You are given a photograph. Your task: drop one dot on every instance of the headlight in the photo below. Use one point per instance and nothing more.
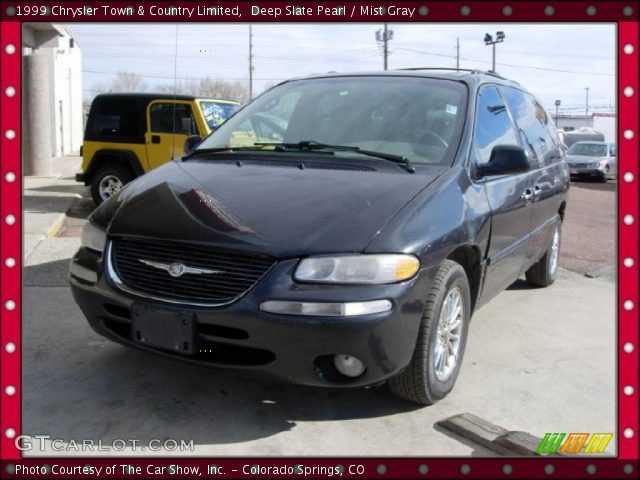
(377, 269)
(93, 237)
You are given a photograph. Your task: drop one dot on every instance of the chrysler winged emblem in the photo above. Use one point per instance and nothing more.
(177, 269)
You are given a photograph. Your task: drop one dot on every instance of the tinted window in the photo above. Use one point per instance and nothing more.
(534, 125)
(588, 149)
(113, 118)
(493, 124)
(418, 118)
(215, 113)
(172, 118)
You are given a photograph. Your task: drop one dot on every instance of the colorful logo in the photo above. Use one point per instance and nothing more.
(574, 443)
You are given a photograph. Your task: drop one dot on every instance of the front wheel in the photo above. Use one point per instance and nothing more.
(436, 361)
(108, 181)
(543, 273)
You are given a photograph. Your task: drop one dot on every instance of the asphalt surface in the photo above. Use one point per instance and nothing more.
(589, 229)
(533, 357)
(588, 236)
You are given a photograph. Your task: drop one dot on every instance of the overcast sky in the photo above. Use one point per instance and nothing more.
(553, 61)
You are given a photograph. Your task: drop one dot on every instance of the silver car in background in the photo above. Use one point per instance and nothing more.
(596, 159)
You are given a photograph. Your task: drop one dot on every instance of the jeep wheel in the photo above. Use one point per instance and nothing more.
(543, 273)
(436, 361)
(108, 181)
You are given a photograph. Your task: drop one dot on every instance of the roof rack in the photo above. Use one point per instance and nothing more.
(485, 72)
(442, 68)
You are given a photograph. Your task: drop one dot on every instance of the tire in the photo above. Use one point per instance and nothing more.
(420, 382)
(109, 180)
(605, 175)
(543, 273)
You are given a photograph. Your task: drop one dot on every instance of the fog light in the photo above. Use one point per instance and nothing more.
(348, 365)
(350, 309)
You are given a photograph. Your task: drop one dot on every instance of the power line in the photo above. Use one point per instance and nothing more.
(507, 64)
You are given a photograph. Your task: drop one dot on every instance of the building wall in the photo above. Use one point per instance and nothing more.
(56, 74)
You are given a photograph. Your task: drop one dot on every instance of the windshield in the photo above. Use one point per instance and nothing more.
(215, 113)
(417, 118)
(588, 149)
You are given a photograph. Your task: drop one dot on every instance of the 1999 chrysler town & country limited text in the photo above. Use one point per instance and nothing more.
(339, 230)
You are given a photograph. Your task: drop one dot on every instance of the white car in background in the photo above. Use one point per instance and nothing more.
(596, 159)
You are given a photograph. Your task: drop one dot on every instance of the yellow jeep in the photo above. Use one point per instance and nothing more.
(128, 134)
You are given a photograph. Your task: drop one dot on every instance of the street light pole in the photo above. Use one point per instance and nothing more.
(384, 36)
(488, 40)
(586, 107)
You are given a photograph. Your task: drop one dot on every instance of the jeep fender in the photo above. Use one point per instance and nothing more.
(104, 156)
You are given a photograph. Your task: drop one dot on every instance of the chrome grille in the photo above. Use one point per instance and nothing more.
(238, 272)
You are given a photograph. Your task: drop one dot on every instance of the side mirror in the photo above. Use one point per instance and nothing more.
(191, 143)
(505, 160)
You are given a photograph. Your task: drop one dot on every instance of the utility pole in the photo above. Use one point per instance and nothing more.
(250, 63)
(586, 107)
(384, 36)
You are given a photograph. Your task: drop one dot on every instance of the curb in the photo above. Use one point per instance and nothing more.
(55, 228)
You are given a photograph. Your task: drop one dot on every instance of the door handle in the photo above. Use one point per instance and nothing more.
(527, 195)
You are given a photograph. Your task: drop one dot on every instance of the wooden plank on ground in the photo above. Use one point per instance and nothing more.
(491, 436)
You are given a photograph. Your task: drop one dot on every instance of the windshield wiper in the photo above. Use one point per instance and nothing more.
(199, 151)
(311, 145)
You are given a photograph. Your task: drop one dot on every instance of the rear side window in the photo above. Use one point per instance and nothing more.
(172, 118)
(114, 119)
(534, 125)
(493, 124)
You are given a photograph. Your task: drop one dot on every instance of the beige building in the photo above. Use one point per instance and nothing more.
(52, 123)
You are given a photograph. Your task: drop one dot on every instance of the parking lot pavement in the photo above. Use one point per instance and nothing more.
(589, 229)
(538, 360)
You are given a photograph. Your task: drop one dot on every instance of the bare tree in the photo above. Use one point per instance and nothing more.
(128, 82)
(211, 88)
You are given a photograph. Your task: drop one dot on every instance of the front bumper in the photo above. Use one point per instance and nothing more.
(593, 171)
(296, 349)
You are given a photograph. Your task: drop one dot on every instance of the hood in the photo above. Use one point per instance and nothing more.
(583, 159)
(272, 208)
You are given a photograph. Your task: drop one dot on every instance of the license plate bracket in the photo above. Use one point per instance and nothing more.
(170, 330)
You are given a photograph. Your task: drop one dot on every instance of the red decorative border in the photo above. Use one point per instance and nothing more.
(624, 466)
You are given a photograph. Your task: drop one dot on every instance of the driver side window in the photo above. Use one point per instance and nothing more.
(493, 124)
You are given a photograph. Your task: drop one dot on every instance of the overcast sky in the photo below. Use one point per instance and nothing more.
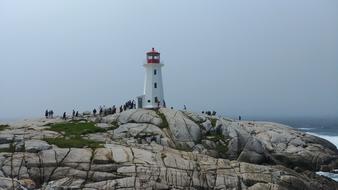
(251, 58)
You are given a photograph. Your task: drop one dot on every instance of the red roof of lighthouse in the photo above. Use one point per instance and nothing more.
(153, 51)
(153, 57)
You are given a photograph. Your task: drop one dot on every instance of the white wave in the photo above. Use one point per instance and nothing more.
(306, 129)
(332, 139)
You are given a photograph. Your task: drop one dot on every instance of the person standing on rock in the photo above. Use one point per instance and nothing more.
(50, 114)
(101, 111)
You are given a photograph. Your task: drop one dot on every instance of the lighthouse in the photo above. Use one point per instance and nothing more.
(153, 96)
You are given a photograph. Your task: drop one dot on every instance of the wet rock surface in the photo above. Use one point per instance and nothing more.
(164, 149)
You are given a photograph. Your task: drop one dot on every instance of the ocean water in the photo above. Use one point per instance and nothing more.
(326, 128)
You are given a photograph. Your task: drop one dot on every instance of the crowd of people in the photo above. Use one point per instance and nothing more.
(213, 113)
(101, 111)
(49, 113)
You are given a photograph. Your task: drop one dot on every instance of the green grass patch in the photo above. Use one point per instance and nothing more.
(75, 142)
(221, 150)
(164, 123)
(11, 148)
(76, 128)
(72, 134)
(3, 127)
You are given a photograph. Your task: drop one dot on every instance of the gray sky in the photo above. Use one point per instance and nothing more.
(250, 58)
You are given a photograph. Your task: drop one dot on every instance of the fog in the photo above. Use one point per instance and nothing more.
(258, 58)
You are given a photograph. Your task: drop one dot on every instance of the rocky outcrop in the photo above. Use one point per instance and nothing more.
(165, 149)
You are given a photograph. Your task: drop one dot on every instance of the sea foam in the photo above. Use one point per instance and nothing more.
(332, 139)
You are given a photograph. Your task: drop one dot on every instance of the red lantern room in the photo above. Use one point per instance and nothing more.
(153, 57)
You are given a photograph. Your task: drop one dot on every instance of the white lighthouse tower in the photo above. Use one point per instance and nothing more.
(153, 96)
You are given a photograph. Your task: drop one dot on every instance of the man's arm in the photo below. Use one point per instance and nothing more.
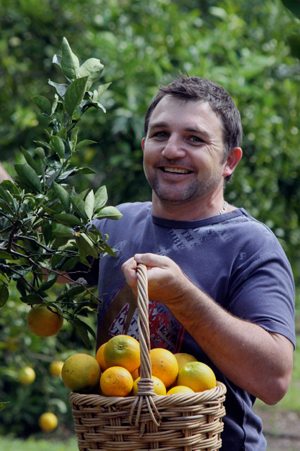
(252, 358)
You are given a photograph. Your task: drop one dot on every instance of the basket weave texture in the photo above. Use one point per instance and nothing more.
(179, 422)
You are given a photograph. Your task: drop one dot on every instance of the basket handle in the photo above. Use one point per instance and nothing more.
(145, 384)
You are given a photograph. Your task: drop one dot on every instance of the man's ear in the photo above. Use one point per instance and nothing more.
(232, 161)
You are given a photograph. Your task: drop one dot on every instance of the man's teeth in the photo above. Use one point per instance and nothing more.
(176, 170)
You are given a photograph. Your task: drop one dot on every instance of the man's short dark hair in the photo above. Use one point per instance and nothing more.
(197, 88)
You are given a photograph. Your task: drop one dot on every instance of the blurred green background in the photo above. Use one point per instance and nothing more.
(251, 48)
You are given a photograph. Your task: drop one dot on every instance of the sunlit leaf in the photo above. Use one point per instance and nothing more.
(62, 195)
(4, 294)
(109, 213)
(29, 177)
(74, 94)
(91, 68)
(89, 204)
(43, 103)
(69, 61)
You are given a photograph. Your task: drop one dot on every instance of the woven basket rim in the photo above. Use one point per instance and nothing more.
(191, 398)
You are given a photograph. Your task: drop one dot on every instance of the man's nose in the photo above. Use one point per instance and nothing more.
(173, 148)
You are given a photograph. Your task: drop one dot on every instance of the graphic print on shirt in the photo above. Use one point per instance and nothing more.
(121, 318)
(188, 239)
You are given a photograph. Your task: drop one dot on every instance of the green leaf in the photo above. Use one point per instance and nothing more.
(63, 231)
(61, 88)
(57, 146)
(4, 254)
(293, 6)
(6, 196)
(30, 160)
(62, 195)
(75, 94)
(79, 207)
(48, 283)
(85, 143)
(4, 294)
(109, 213)
(101, 197)
(29, 177)
(43, 104)
(67, 219)
(82, 330)
(69, 61)
(99, 91)
(89, 204)
(86, 247)
(31, 299)
(3, 405)
(91, 68)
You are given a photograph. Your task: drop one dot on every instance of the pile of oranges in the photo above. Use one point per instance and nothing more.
(115, 371)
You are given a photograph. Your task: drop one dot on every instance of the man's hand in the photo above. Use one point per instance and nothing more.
(254, 359)
(166, 282)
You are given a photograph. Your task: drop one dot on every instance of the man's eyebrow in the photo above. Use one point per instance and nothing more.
(192, 129)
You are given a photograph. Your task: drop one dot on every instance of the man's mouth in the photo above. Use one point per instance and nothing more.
(175, 170)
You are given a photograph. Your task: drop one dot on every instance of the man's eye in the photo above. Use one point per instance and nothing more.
(159, 134)
(195, 139)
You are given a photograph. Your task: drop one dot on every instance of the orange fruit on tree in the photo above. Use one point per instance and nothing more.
(81, 373)
(197, 375)
(122, 350)
(116, 381)
(48, 421)
(100, 357)
(44, 321)
(179, 389)
(183, 358)
(56, 367)
(164, 365)
(26, 375)
(158, 386)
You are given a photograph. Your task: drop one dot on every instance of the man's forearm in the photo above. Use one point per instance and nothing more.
(248, 355)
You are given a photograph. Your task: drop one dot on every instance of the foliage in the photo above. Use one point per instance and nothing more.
(244, 46)
(251, 48)
(46, 224)
(20, 348)
(33, 444)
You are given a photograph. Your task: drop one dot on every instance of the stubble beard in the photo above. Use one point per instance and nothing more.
(178, 196)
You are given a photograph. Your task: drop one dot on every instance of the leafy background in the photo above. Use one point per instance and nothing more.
(251, 48)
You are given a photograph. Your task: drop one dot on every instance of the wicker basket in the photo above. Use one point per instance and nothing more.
(180, 422)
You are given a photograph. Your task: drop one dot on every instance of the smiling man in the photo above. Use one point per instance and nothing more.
(220, 285)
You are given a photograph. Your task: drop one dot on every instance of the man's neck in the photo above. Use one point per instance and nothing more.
(189, 211)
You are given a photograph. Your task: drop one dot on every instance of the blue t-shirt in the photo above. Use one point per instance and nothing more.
(233, 258)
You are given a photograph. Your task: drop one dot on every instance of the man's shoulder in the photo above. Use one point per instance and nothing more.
(135, 208)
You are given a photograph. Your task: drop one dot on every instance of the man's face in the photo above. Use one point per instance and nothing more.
(184, 151)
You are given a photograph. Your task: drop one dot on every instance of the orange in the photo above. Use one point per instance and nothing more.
(26, 375)
(164, 365)
(122, 350)
(135, 374)
(183, 358)
(197, 376)
(158, 386)
(44, 321)
(56, 367)
(48, 421)
(179, 389)
(100, 357)
(81, 373)
(116, 381)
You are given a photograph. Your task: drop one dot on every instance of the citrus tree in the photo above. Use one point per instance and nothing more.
(46, 224)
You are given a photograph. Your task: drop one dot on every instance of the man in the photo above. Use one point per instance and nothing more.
(220, 285)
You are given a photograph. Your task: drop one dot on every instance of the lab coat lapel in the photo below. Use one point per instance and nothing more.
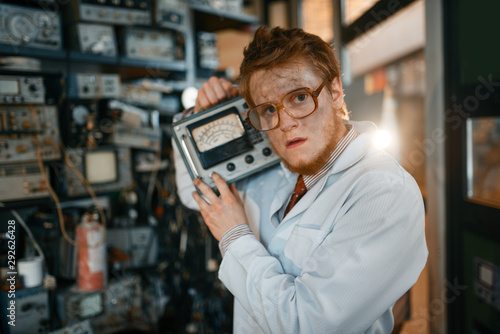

**DO THIS**
Select every line of the records that contains the word "windshield" and copy each one out.

**OUTPUT**
You are given a photograph. Your task: drop one dot on every instance of the windshield in the photo above. Use one point per instance and nothing more.
You are given a photograph. Your task: drop one dot on every instance of the windshield wiper in the photo above. Use one point per instance and nothing more.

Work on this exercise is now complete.